--- begin ---

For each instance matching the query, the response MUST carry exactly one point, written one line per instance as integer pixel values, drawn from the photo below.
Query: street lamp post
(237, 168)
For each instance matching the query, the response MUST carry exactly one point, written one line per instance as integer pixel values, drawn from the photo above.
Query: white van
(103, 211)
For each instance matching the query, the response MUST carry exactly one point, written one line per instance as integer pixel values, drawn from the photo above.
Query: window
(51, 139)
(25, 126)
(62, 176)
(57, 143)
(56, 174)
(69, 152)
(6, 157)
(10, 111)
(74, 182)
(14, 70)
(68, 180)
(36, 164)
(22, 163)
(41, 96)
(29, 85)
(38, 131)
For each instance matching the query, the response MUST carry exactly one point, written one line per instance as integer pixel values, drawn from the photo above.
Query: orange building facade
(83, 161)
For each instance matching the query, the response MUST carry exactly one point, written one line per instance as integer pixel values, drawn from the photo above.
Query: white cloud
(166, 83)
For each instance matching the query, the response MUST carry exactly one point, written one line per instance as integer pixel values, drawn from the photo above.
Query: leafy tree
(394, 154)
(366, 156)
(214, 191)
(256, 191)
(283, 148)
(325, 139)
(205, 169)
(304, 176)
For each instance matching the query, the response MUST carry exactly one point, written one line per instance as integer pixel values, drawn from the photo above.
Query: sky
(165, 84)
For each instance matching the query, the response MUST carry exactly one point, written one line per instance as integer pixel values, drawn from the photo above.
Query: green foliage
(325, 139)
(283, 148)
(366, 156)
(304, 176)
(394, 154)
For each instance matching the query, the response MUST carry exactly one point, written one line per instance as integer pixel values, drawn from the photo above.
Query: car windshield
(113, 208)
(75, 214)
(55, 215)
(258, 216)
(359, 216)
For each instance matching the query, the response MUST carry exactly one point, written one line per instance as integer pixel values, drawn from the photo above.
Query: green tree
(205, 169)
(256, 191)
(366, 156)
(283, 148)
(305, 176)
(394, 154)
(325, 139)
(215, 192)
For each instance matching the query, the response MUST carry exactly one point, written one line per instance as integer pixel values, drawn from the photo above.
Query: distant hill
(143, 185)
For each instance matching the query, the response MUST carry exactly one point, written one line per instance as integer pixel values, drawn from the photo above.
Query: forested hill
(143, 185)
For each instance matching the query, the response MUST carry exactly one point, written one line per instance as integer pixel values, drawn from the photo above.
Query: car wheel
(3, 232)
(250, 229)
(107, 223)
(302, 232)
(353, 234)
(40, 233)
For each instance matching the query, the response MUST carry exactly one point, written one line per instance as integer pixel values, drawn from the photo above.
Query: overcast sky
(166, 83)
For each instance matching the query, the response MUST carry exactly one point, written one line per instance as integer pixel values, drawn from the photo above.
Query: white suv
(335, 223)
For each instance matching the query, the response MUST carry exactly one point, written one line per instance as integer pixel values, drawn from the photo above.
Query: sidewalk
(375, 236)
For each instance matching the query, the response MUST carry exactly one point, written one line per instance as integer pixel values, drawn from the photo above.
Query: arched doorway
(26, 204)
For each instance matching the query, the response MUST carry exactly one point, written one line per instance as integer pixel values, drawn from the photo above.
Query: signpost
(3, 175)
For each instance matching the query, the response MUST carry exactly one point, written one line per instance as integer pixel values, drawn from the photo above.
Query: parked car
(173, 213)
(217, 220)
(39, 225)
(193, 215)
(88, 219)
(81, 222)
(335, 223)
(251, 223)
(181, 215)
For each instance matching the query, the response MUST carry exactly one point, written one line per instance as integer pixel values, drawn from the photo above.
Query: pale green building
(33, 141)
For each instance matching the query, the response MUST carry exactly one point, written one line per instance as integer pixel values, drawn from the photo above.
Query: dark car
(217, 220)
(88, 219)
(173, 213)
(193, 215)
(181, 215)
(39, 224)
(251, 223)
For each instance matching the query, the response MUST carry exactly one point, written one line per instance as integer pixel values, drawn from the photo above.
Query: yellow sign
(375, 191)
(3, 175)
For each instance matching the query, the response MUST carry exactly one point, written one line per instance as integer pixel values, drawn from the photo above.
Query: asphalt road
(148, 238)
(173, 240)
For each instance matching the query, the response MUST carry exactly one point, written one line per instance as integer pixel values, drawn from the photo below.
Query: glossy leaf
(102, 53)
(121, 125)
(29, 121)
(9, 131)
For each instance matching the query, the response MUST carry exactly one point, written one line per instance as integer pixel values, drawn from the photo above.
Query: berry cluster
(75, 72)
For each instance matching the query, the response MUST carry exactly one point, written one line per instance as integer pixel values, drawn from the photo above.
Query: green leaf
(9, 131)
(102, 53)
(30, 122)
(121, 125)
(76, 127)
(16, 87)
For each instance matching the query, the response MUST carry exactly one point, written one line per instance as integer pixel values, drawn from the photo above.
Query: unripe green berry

--- end ---

Return every line of the material exactly.

For each instance matching the query, the response MUST carry exactly one point, written one line per instance as integer pixel values, drawn from the photo below.
Query: street lamp post
(237, 168)
For each instance matching the query, the response MUST carry exactly one point, written one line per instance as integer pixel values, drawn from the photo above.
Query: white van
(103, 211)
For each instance matching the query, the response MUST carry exactly one point, written one line per instance as integer pixel values, drawn from the photo above.
Query: window
(51, 139)
(25, 126)
(62, 176)
(57, 143)
(56, 174)
(69, 152)
(6, 157)
(10, 111)
(74, 182)
(14, 70)
(68, 180)
(36, 164)
(22, 163)
(41, 96)
(29, 85)
(38, 131)
For each instance matching the query, the response MUST carry exactly one point, written one line per instance as integer pixel values, drawn from the photo above.
Query: orange building facade
(83, 161)
For each instance matching the query, the response MUST carry exactly one point, written one line per instance as integer pixel values, drawn from the photo above.
Query: white cloud
(166, 83)
For each instance matching the query, the response MUST carry exactly one point, written one line per instance as integer pixel values, drawn from the photo above.
Query: leafy tree
(394, 154)
(366, 156)
(214, 191)
(256, 191)
(283, 148)
(325, 139)
(205, 169)
(304, 176)
For each instance matching the query, the response MUST carry exactly one point, written one line per instance as integer pixel values, drawn from the photo above.
Query: sky
(165, 84)
For each instance matching the query, the response MUST carry exactly one point, written one line per instance as integer pixel values, drawn from the photo above.
Query: green foliage
(325, 139)
(283, 148)
(366, 156)
(304, 176)
(394, 154)
For each instance matching the query, the response MUST carry exactly one point, written one line per instance as integer pixel values, drawn from the photo above.
Query: car windshield
(113, 208)
(75, 214)
(55, 215)
(258, 216)
(359, 216)
For each instance matching the query, the response MUST carry exactly one point, written one line per instance as integer pixel values, drawn from the photo above.
Query: green tree
(205, 169)
(256, 191)
(366, 156)
(283, 148)
(305, 176)
(394, 154)
(325, 139)
(215, 192)
For each instance matching the query, the response MUST carry exactly one point, written one line per instance as integer pixel values, drawn from the photo above.
Query: distant hill
(143, 185)
For each instance matching the query, the response MUST carry exactly one point, written one line per instance as integer pixel values, drawn from the photo above.
Query: forested hill
(143, 185)
For each instance matching the query, the response MUST carry exactly one point, written one line per instance as integer pixel values, drawn from the photo above.
Query: car wheel
(3, 232)
(250, 229)
(107, 223)
(302, 232)
(353, 234)
(40, 233)
For each instance matching the query, the response MUST carry exactly one point, written one line per instance as integer pixel values, drawn from the photo above.
Query: overcast sky
(166, 83)
For each instance matching the query, the response MUST carry exactly one point, written one line per instance as integer pixel values, drawn from the photo above.
Query: white suv
(335, 223)
For each instance matching the query, the response MUST carry exactly one point, written one line per instance as integer pixel values, drawn from the photo above.
Query: sidewalk
(375, 236)
For each instance matching the query, the response MUST carry exactly one point, written one line per instance as integer pixel values, drawn from the photo above.
Query: arched doorway
(26, 204)
For each instance matching the query, the response MUST carry exactly one point, written one line per instance as integer pixel values, drawn from the photo above.
Query: signpost
(3, 175)
For each instance matching the query, the response MUST carry exactly one point, written one line per instance as integer pixel values, drawn from the photo above.
Query: parked car
(173, 213)
(217, 220)
(39, 225)
(193, 215)
(88, 219)
(81, 222)
(335, 223)
(251, 223)
(181, 215)
For each instance matching the query, the response MUST carry exactly one point, written one line per instance as integer pixel values, drawn from the photo above.
Query: pale green building
(33, 141)
For each instance matching the query, the response MUST carry exactly one point, written one line per instance as integer pixel values, drawn from the photo above.
Query: dark car
(217, 220)
(88, 219)
(173, 213)
(193, 215)
(181, 215)
(39, 224)
(251, 223)
For each instance matching the query, the response MUST carry exactly one point, written one line per instance as integer pixel values, drawn from the photo above.
Query: yellow sign
(375, 191)
(3, 175)
For each instance matching the query, the response MUST carry exactly one point, written one line per instance as integer pixel values, drawn from the photo above.
Query: asphalt road
(148, 238)
(173, 240)
For each instance matching the query, the response MUST carry exactly one point, written one line per instance as integer pixel values, drawn from the photo below.
Query: glossy leaf
(102, 53)
(121, 125)
(29, 121)
(9, 131)
For each instance matching the query, the response MUST carry exactly one point, written one line per instance as integer pixel values, drawn from the photo above.
Query: berry cluster
(75, 72)
For each instance matching the query, the response MUST carry exactly one point, written one line per instance as integer pixel values, drawn from the photo above.
Query: green leaf
(9, 131)
(102, 53)
(30, 122)
(121, 125)
(76, 127)
(16, 87)
For each instance matching the query, the response MUST carry exactly one point, written one line per instance as integer pixel values, drawn from the photo above.
Query: unripe green berry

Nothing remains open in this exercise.